TASK PROMPT: From the listing below, extract every line that contains the word "horse" and copy each one unchanged.

STORED ROWS:
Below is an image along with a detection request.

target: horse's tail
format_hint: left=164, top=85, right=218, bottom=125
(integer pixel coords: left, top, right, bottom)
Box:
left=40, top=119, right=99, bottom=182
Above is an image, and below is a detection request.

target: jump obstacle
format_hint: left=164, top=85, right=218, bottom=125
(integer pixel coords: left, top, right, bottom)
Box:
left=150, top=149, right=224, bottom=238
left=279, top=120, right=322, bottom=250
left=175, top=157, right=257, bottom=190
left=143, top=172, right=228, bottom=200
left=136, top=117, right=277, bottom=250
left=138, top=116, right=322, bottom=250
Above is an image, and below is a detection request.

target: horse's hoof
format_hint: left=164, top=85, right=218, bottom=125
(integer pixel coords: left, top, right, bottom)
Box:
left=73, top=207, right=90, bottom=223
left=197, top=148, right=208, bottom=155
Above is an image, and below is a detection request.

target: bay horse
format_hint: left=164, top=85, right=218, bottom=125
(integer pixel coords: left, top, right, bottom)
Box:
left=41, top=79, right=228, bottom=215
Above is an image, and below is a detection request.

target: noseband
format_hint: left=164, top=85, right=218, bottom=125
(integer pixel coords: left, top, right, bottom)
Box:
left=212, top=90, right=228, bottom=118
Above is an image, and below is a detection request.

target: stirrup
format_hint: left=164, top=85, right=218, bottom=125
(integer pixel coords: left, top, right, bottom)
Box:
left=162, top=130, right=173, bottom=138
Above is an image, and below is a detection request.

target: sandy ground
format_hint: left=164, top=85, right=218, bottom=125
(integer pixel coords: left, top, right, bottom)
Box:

SOLUTION FOR THIS TASK:
target: horse's tail
target: horse's hoof
target: bay horse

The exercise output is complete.